▶ **Position identification records**:
================

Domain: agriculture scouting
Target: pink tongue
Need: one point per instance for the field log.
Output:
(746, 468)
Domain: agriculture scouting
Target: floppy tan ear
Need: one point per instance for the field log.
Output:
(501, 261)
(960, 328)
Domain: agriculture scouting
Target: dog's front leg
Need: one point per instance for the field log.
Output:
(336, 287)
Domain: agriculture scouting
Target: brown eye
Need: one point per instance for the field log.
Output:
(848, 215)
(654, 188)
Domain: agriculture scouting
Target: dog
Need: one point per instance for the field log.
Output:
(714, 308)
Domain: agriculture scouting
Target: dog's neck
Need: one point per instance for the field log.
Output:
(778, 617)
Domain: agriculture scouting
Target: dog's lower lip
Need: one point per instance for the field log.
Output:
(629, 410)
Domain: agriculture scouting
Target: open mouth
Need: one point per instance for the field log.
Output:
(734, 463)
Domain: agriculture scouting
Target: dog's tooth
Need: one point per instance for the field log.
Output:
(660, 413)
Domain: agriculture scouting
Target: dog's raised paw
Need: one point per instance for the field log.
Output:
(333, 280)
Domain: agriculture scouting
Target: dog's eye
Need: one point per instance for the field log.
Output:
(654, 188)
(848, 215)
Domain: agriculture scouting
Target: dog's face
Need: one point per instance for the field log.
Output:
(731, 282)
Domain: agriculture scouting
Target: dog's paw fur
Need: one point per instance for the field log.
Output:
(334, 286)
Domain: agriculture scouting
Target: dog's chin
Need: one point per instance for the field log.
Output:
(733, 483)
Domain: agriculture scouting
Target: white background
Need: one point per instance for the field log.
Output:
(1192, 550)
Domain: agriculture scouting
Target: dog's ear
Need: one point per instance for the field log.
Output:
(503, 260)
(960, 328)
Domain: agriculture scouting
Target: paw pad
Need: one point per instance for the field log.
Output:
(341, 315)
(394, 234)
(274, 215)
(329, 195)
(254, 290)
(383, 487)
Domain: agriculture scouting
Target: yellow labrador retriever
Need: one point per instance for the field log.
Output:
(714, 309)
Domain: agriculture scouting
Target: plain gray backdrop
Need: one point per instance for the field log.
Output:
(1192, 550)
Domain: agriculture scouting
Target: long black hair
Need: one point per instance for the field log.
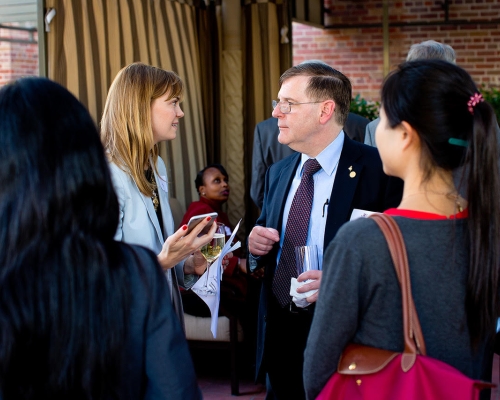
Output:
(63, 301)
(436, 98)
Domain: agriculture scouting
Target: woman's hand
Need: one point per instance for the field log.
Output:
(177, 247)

================

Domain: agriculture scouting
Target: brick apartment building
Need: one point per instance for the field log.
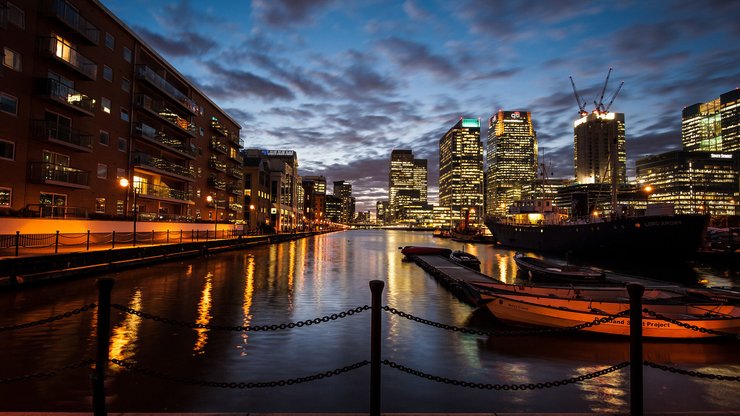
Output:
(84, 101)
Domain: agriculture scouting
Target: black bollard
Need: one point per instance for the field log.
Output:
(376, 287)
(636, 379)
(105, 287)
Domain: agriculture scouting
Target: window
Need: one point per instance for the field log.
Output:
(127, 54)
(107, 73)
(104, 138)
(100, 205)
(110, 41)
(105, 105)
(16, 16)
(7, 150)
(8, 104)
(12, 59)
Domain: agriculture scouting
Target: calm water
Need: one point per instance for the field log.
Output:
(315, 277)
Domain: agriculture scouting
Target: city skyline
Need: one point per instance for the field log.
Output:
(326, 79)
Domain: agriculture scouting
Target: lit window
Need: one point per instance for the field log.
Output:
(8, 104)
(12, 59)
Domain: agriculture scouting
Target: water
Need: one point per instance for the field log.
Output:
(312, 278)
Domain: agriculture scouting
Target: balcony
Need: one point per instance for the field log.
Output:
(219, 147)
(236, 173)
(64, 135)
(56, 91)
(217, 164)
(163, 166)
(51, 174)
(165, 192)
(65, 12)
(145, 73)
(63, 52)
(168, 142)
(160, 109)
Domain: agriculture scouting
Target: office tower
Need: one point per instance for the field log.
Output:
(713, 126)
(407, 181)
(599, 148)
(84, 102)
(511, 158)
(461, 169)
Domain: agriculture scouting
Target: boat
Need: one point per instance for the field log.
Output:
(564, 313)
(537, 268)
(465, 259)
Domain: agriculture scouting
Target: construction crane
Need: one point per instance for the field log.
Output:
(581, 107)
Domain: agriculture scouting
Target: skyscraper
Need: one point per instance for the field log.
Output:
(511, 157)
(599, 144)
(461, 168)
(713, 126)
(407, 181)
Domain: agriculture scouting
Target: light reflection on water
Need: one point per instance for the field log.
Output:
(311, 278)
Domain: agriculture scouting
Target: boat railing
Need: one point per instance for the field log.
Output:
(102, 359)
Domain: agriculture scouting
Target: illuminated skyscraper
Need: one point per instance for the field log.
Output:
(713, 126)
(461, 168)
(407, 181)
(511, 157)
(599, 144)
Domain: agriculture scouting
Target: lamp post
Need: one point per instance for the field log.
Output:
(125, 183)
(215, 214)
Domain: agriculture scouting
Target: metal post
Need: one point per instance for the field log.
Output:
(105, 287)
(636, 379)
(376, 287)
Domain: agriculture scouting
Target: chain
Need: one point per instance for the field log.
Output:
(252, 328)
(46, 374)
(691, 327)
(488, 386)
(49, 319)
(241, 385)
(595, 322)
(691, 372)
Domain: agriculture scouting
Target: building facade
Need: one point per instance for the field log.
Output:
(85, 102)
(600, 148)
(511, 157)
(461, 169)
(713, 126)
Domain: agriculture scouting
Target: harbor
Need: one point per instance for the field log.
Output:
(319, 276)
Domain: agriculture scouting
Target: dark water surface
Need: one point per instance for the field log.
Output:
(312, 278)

================

▶ **WHAT IS NEEDED**: Pick out every line in the records that contains the word "skyscraper" and copy each one. Case counts.

▶ **THE COMPLETED TASK**:
Target: skyscraper
Target: illuminated skyscraper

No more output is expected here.